§ Task prompt:
Return, unchanged, the data from its first line through the line that contains "Outline every instance of the carved floral", including both, and omit the pictures.

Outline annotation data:
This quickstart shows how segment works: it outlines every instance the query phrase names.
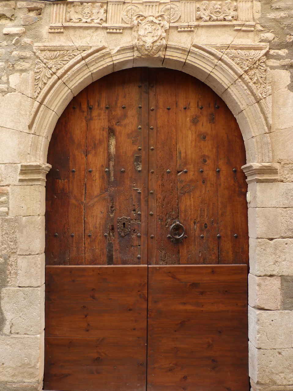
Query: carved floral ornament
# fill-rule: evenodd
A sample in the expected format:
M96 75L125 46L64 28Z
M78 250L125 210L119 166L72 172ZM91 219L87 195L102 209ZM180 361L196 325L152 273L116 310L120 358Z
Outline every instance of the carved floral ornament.
M128 22L133 21L135 34L134 47L136 54L140 57L159 55L166 45L165 30L168 28L166 20L170 19L171 21L177 18L177 10L170 8L166 12L166 16L165 13L162 12L162 9L158 15L147 16L143 14L140 9L135 9L135 13L131 14L132 11L128 8L125 10L123 16ZM168 9L165 9L165 12L166 10ZM131 15L132 17L130 16ZM202 47L208 49L210 48L213 50L216 49L214 47L210 46ZM43 47L42 50L37 50L35 97L38 96L54 74L87 50L85 47L79 50L67 48L64 50L54 50L52 47L46 50ZM267 81L268 70L266 65L265 56L267 48L248 50L244 48L217 48L216 50L219 52L219 57L221 56L221 53L223 60L225 57L228 57L242 70L242 77L246 80L255 95L261 99L270 95L270 88Z
M177 28L178 31L192 31L194 26L199 23L219 22L234 24L236 30L241 28L251 31L254 26L253 3L253 0L181 0L163 6L160 12L163 14L165 21ZM107 32L122 33L123 27L126 27L125 23L132 25L136 22L139 22L131 15L132 18L130 20L129 16L127 14L130 10L136 14L140 13L146 17L152 17L157 21L159 14L158 7L162 4L159 1L144 2L137 0L127 5L123 9L125 5L120 0L108 2L102 0L100 2L92 0L85 2L77 0L54 2L49 32L63 32L65 27L72 25L98 27L105 25ZM166 18L168 13L173 14L173 20ZM175 18L175 15L178 17ZM132 16L134 15L132 14ZM175 22L177 22L176 24L174 24ZM152 23L156 24L153 20ZM190 23L193 24L193 26L190 26Z
M267 83L268 68L266 65L265 50L220 49L233 63L244 71L243 76L254 88L256 94L260 99L266 98L271 93Z
M81 52L78 50L37 50L34 68L34 97L54 74Z
M204 1L198 5L197 20L201 22L232 22L237 19L236 3L228 1Z

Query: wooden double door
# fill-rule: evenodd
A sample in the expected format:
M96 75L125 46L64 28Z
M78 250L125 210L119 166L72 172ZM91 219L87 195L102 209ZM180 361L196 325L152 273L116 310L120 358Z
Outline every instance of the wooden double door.
M248 391L244 144L164 69L105 76L53 132L44 388Z

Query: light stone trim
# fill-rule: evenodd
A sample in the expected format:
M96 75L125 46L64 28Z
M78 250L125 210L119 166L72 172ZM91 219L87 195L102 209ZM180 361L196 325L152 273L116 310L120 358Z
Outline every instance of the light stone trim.
M277 163L250 163L241 167L247 177L246 182L278 182L279 165Z
M255 49L253 45L251 47ZM232 47L233 50L236 48L246 50L247 45ZM41 53L60 52L63 48L48 46L46 50L43 46L36 48ZM242 69L223 55L221 50L224 51L226 48L223 47L195 44L187 47L183 54L182 46L167 43L165 55L140 59L134 50L133 45L121 46L112 52L105 46L89 49L85 47L67 46L64 48L69 51L77 48L80 52L55 70L37 96L38 103L35 103L29 126L31 136L28 161L45 161L52 132L58 117L72 99L72 93L76 95L93 81L113 70L148 65L183 70L211 87L236 117L249 152L248 162L271 161L270 141L266 135L270 130L268 114L269 102L268 107L264 99L260 100L253 83L243 77L247 70ZM267 45L258 44L255 49L261 55L267 50ZM49 66L52 69L52 65Z
M22 185L45 185L46 175L51 168L47 163L24 163L20 166L18 181Z
M144 9L147 16L155 16L159 13L159 1L145 1L130 2L134 6L141 7ZM101 27L107 22L108 25L107 32L110 33L122 33L123 23L122 20L124 8L127 5L123 0L109 0L106 2L101 1L67 1L54 2L52 5L51 23L48 32L50 33L62 33L64 29L77 25L80 27ZM129 4L129 3L128 3ZM194 25L204 23L212 26L214 23L233 25L235 30L253 31L255 23L253 20L253 0L226 0L226 1L208 1L195 0L189 1L174 0L166 1L165 4L169 6L179 7L181 14L178 31L193 31ZM144 11L143 11L143 13ZM174 24L171 21L170 27ZM127 23L128 22L125 22ZM186 23L187 25L185 25ZM190 23L194 23L192 26ZM188 29L189 27L190 28ZM115 27L119 27L117 31Z

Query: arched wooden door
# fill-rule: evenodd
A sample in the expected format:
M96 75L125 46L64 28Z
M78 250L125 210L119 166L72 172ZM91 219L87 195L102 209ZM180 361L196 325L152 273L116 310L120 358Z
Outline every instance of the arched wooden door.
M183 73L74 98L48 156L45 389L248 391L245 161Z

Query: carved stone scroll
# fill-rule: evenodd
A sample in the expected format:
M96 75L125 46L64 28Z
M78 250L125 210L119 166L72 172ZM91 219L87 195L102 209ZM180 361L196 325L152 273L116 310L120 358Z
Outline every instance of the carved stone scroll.
M37 97L55 72L81 52L78 50L37 50L38 58L34 69L34 97Z
M268 68L264 56L266 50L242 50L229 49L224 54L244 71L244 76L260 98L264 98L270 93L267 83Z

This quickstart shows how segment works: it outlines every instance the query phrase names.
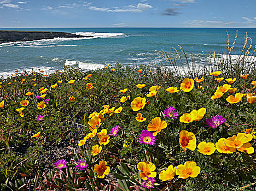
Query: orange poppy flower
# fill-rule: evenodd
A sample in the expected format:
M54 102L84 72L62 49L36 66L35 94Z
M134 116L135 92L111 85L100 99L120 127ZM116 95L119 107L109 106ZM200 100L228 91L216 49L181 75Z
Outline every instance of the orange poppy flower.
M137 97L131 103L131 107L134 111L137 111L141 109L143 109L146 104L145 98Z
M104 160L100 161L99 164L95 164L94 166L94 172L98 178L103 178L109 172L110 168L107 166L107 162Z
M183 92L189 92L194 88L195 81L193 79L188 77L184 79L181 84L181 89Z
M229 96L226 100L230 104L236 104L242 100L243 96L242 93L237 93L235 96Z
M183 130L179 133L179 144L184 151L188 148L194 151L196 147L196 140L195 135L191 132Z

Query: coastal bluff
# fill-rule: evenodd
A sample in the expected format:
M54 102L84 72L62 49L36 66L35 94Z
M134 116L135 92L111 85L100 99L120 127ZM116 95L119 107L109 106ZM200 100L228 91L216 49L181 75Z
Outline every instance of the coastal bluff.
M54 38L90 38L71 33L49 31L0 31L0 44L20 41L51 39Z

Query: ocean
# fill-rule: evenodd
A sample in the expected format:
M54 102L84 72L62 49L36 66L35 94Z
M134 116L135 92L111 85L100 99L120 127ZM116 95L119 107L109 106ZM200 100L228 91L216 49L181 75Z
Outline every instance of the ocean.
M246 32L256 40L256 28L2 28L2 30L57 31L93 35L90 38L55 38L32 41L0 44L0 76L6 77L15 70L46 73L61 70L64 65L84 70L103 68L117 62L126 64L154 65L164 59L159 58L162 51L172 52L184 49L188 58L202 62L209 57L226 52L229 33L232 46L236 31L238 35L232 53L239 53ZM202 54L204 52L204 55ZM253 59L255 57L253 57Z

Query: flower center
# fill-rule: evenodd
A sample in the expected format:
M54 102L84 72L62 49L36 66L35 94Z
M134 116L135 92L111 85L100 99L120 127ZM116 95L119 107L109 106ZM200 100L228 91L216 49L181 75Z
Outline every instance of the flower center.
M150 143L151 142L151 138L149 136L145 136L143 138L143 142L146 143Z

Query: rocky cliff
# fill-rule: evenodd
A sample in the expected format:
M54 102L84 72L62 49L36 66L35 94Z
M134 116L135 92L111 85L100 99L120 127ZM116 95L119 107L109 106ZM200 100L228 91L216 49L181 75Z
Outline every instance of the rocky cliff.
M18 41L50 39L54 38L93 37L60 32L0 31L0 44Z

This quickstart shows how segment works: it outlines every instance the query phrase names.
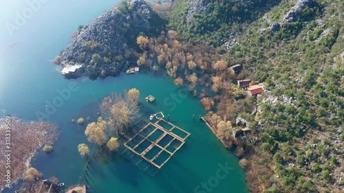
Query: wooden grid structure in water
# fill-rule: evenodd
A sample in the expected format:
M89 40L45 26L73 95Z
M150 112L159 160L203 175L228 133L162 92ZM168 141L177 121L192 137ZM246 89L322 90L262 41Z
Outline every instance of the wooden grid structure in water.
M162 124L167 125L171 128L166 129ZM175 133L183 134L184 136L181 137ZM158 137L154 137L154 135L157 135ZM160 170L182 148L189 136L190 136L189 133L169 122L160 119L155 123L147 123L136 135L129 138L124 146L133 153L130 159L138 156L149 163L147 168L143 170L143 172L146 172L151 166ZM165 144L162 144L163 139L167 139ZM153 150L158 150L157 152L154 152ZM127 150L123 152L126 151ZM166 155L167 157L164 159L163 155ZM156 161L158 159L161 163ZM142 159L136 163L133 163L133 165L138 166L142 162ZM162 161L161 161L162 159Z

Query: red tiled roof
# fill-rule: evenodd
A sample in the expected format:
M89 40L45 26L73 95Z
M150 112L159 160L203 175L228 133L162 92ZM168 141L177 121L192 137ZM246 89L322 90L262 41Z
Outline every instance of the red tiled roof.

§ Exercise answer:
This quickstart shows how segment works: it outlines every instance the query phrase names.
Query: carved floral ornament
# fill-rule: evenodd
A sample in the expected format:
M96 75L125 46L64 28Z
M78 250L125 210L119 166L72 172ZM91 219L87 195L102 209ZM180 361L196 325L152 273L116 310L120 358Z
Outline every instance of the carved floral ornament.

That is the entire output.